Document text:
The relationship between miRNA gene expression and the mRNA targets is very complicated. It is believed that miRNA influences cell function via post-transcriptional modulation [23]; thus, the effect of miRNA is largely directed toward post-transcriptional activity. The post-transcriptional down-stream effects of miRNA on translation may operate on a feedback-loop, with consequences impacting mRNA transcription of the miRNA predicted targets. Moreover, the effect of miRNA on messenger RNA degradation may also result in changes in mRNA levels that may be detected through an array expression analysis.

Osteopontin is an important factor because of its involvement in the implantation process. This glycoprotein is a ligand for α v β3 integrin; osteopontin mediates cellular adhesion and migration during embryo implantation and is regulated by P. Its maximal expression in endometrial epithelial cells has been observed during the window of implantation [24]. VEGF and its receptor had intense expression in the endometrial epithelial cells of the implantation widow and also showed stromal immunoreactivities by the time that secondary villi differentiate into tertiary villi [25]. When there were some abnormal expressions of cytokines, such as OPN and VEGF, the endometrial receptivity decreased, which led to poor pregnancy rate in IVF patients. A better pregnant outcome in frozen ET cycles may be achieved when the patient has an elevated P following the administration of hCG.

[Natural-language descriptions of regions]
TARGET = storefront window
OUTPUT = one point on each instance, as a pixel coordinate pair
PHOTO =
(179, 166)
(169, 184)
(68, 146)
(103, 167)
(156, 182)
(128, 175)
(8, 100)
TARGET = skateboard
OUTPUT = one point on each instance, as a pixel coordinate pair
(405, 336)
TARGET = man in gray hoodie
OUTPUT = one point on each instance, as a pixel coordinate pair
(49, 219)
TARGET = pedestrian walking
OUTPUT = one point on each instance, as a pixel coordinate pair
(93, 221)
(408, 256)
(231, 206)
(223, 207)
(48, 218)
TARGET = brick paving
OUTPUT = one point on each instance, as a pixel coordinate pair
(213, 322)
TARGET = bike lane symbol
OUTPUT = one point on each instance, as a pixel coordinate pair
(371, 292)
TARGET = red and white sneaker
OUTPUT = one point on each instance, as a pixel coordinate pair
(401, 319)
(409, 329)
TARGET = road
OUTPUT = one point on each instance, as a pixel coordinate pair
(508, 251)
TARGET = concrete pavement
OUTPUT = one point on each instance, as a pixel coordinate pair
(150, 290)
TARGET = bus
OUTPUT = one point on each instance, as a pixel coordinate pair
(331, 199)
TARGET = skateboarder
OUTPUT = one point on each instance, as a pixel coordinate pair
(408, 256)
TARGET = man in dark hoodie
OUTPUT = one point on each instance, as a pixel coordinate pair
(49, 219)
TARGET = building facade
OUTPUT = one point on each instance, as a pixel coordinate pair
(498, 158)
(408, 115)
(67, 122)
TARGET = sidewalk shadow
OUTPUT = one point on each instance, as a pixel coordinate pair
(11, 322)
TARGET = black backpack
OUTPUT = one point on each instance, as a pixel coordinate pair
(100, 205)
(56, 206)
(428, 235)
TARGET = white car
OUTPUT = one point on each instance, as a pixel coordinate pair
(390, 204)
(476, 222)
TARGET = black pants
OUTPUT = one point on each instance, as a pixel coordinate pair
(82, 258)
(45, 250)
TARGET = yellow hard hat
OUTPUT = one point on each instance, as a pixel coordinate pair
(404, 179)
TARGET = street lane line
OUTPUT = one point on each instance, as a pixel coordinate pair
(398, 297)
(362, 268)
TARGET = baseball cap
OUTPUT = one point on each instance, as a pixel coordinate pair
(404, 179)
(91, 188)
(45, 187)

Problems and tasks:
1. Answer these questions from the text on miRNA and implantation.
(a) Through what kind of modulation is miRNA believed to influence cell function?
(b) What is osteopontin a ligand for?
(c) In what cycles may a better pregnancy outcome be achieved when the patient has an elevated P following the administration of hCG?
2. List every bracketed reference number cited in the text on miRNA and implantation.

Solutions for each task:
1.
(a) Post-transcriptional modulation
(b) αvβ3 integrin
(c) Frozen ET cycles

2. [23], [24], [25]